Lösche mal den .metadata folder
Bei Eclipse ist da manchmal zu viel Mist drinne


----------



## acevik94 (28. Jul 2019)

Tobias-nrw hat gesagt.:


> Lösche mal den .metadata folder
> Bei Eclipse ist da manchmal zu viel Mist drinne


Ahhh jaa... Alles klar !? 
Also erstmal vielen Dank für die Antwort. Wie du geschrieben hast, habe ich den .metadata Ordner gelöscht hat aber nichts gebracht. Zu Testzwecken habe ich ein anderes Projekt erstellt und mir sind dabei 2 Dinge aufgefallen. 
1. Mein Projektname hatte Umlaute
2. aus irgendeinem Grund war die Option "inherited abstract methods" nicht markiert.
Der Projektname hat jetzt keine Umlaute und die "inherited abstract methods" Option ist markiert. 
Et voilà ! Es klappt


----------



## Xyz1 (28. Jul 2019)

Eigentlich fragt er dich dann nochmal, welches die Hauptklasse ist. Und naja meine Glaskugel ist nicht so gut und erkennt nicht erwähnte Sonderzeichen nich...


----------



## M.L. (29. Jul 2019)

Selbstversuch mit Eclipse 2019-03 (ohne .metadata zu löschen), JDK 12 und die ebengenannten 'Fehler' wurden absichtlich eingebaut:


> 1. Mein Projektname hatte Umlaute
> 2. aus irgendeinem Grund war die Option "inherited abstract methods" nicht markiert.

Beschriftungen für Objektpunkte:
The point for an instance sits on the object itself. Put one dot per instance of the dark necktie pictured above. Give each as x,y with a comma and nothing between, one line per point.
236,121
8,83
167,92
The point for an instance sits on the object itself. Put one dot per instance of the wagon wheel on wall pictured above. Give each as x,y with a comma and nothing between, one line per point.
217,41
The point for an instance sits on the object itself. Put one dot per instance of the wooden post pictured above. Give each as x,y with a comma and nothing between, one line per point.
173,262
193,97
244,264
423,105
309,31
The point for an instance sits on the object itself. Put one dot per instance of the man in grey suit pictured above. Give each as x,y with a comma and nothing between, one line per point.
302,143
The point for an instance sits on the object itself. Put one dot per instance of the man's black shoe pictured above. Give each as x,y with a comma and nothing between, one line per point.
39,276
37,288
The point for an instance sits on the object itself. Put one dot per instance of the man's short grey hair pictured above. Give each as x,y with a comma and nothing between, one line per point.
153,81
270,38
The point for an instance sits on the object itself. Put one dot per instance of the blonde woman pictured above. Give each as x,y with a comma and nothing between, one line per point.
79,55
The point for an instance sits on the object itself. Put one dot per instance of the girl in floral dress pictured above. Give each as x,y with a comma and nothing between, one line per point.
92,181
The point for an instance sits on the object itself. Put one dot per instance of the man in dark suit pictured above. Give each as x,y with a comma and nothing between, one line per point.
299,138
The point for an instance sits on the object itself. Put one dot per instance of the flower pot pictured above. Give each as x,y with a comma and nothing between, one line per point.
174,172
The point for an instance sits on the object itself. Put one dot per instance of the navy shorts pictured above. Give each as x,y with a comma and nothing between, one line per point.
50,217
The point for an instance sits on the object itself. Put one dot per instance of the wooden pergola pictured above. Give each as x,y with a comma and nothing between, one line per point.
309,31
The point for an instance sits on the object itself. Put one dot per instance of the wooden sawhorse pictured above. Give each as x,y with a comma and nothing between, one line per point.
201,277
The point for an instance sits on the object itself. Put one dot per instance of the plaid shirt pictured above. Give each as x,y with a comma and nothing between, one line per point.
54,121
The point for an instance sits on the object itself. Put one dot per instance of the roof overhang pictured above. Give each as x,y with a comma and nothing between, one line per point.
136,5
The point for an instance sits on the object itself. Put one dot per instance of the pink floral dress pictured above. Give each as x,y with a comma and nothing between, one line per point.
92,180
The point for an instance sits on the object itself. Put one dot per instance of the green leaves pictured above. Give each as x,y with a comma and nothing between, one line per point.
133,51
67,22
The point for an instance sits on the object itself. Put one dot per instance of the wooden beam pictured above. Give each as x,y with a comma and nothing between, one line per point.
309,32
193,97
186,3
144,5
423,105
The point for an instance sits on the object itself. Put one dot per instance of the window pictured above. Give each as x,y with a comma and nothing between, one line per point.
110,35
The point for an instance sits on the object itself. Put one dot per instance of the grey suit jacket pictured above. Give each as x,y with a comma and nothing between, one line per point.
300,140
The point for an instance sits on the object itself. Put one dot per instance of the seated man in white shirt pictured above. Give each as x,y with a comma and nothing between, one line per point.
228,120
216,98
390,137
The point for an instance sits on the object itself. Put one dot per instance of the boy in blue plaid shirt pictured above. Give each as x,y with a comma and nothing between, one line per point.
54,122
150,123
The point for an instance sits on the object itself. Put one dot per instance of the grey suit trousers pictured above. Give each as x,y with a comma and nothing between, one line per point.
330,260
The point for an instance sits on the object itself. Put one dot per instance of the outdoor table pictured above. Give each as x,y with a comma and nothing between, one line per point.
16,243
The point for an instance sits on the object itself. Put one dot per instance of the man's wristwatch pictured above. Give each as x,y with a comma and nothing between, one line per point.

Aufgabenstellung>
Welche zwei Dinge fielen acevik94 laut dem Forumsverlauf zu Eclipse beim Erstellen eines Testprojekts auf?

Erwartete Ausgabe>
Der Projektname enthielt Umlaute, und die Option "inherited abstract methods" war nicht markiert.